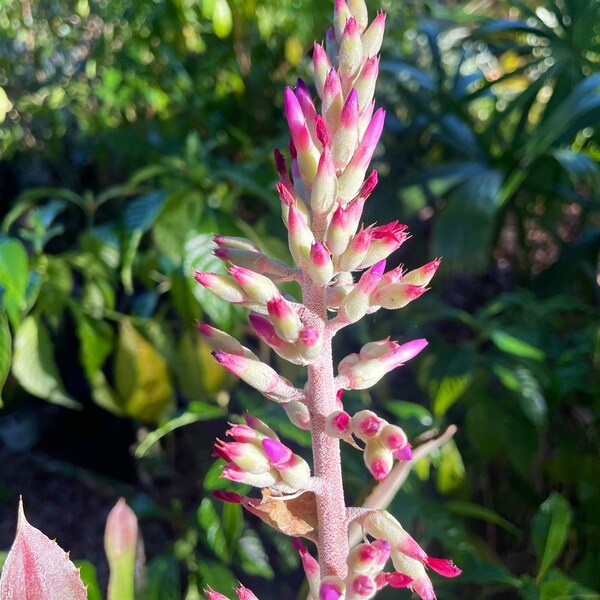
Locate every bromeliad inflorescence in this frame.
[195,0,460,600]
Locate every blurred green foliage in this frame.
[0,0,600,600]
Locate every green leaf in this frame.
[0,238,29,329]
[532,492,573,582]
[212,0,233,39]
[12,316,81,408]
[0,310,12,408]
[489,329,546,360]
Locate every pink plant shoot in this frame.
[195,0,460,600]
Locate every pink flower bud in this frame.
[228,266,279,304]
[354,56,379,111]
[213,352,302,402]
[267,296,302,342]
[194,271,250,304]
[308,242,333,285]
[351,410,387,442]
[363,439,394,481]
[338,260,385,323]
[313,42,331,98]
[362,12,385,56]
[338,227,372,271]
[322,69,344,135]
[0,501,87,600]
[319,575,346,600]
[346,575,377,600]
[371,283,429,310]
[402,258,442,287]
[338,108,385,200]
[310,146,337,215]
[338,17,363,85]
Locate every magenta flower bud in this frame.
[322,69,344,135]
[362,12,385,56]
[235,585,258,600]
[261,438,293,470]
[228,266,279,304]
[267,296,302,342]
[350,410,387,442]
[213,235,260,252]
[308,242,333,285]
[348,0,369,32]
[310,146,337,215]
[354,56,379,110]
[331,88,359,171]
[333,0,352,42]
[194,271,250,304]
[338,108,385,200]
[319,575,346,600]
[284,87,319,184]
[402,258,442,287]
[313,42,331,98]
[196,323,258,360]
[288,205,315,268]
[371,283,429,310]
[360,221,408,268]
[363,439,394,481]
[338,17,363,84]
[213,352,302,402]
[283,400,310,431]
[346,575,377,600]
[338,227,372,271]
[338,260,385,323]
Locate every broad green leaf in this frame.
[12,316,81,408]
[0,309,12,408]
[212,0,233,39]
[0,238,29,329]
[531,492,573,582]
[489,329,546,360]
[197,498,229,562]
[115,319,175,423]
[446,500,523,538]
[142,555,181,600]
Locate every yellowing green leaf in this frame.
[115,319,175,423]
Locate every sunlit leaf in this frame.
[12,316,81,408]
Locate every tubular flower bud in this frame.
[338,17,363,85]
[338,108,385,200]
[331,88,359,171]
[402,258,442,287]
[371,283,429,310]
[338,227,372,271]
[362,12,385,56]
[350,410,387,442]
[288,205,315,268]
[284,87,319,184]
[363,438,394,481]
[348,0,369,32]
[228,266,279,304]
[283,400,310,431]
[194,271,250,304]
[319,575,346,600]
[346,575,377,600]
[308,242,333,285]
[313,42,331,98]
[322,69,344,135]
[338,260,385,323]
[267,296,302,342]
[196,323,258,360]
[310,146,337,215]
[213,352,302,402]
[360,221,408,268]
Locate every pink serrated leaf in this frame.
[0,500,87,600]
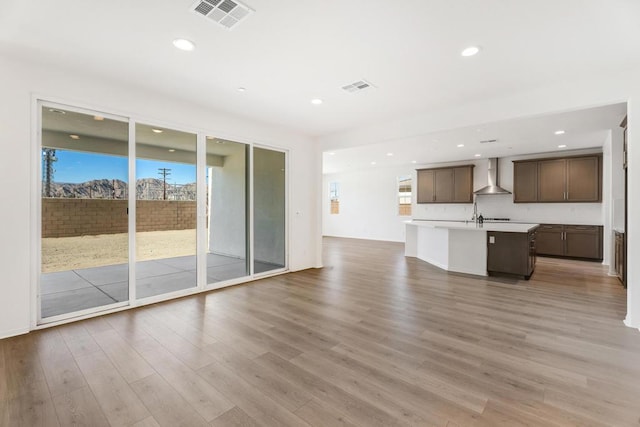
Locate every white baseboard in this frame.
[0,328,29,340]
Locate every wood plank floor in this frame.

### What needs to be done
Give every entry above as a numbered list, one line per item, with blank lines and the pictures left out.

### Full response
1. Locate every bromeliad inflorescence in this frame.
2. [195,0,460,600]
3. Locate every blurred green foliage in this frame.
4. [0,0,600,600]
5. Locate every green leaf in this frame.
6. [0,238,29,329]
7. [532,492,573,582]
8. [212,0,233,39]
9. [12,316,81,408]
10. [0,310,12,408]
11. [489,329,546,360]
12. Locate every pink plant shoot in this frame.
13. [195,0,460,600]
14. Locate every pink flower bud in this frame.
15. [228,266,279,304]
16. [354,56,379,111]
17. [213,352,302,402]
18. [267,296,302,342]
19. [194,271,250,304]
20. [308,242,333,285]
21. [351,410,387,442]
22. [363,439,394,481]
23. [338,260,385,323]
24. [313,42,331,98]
25. [362,12,385,56]
26. [338,227,372,271]
27. [322,69,344,135]
28. [0,501,87,600]
29. [319,575,346,600]
30. [346,575,377,600]
31. [371,283,429,310]
32. [402,258,442,287]
33. [338,108,385,200]
34. [310,146,337,215]
35. [338,17,363,85]
36. Locate every magenta flower bud in this frame.
37. [322,69,344,135]
38. [362,12,385,56]
39. [235,585,258,600]
40. [261,438,293,470]
41. [228,266,279,304]
42. [267,296,302,342]
43. [350,410,387,442]
44. [213,235,260,252]
45. [308,242,333,285]
46. [348,0,369,32]
47. [310,146,337,215]
48. [354,56,379,110]
49. [331,88,359,171]
50. [333,0,352,42]
51. [194,271,250,304]
52. [338,108,385,200]
53. [319,575,346,600]
54. [284,87,319,184]
55. [402,258,442,287]
56. [313,42,331,98]
57. [196,323,258,360]
58. [288,205,315,268]
59. [371,283,429,310]
60. [360,221,408,268]
61. [363,439,394,481]
62. [338,17,363,84]
63. [213,352,302,402]
64. [283,400,310,431]
65. [346,575,377,600]
66. [338,227,372,271]
67. [338,260,385,323]
68. Locate every broad green leaf in this frame.
69. [12,316,81,408]
70. [0,309,12,408]
71. [212,0,233,39]
72. [0,238,29,329]
73. [531,492,573,582]
74. [489,329,546,360]
75. [197,498,229,562]
76. [115,319,175,423]
77. [446,500,523,538]
78. [142,555,181,600]
79. Locate every yellowing green leaf in this frame.
80. [115,319,175,423]
81. Locate every sunlit leaf in this frame.
82. [12,316,81,408]
83. Locate every tubular flower bud in this frame.
84. [338,17,363,85]
85. [338,108,385,200]
86. [331,88,359,171]
87. [402,258,442,287]
88. [371,283,429,310]
89. [338,227,372,271]
90. [362,12,385,56]
91. [350,410,387,442]
92. [288,205,315,268]
93. [284,87,319,184]
94. [363,438,394,481]
95. [348,0,369,32]
96. [228,266,279,304]
97. [283,400,310,431]
98. [194,271,250,304]
99. [319,575,346,600]
100. [346,575,377,600]
101. [308,242,333,285]
102. [313,42,331,98]
103. [322,69,344,135]
104. [338,260,385,323]
105. [267,296,302,342]
106. [196,323,258,360]
107. [310,146,337,215]
108. [213,352,302,402]
109. [360,221,408,268]
110. Locate every pink serrated leaf in this frame.
111. [0,500,87,600]
112. Locate every white baseboard in this frame.
113. [0,328,29,340]
114. Locate every wood plank floor in this frame.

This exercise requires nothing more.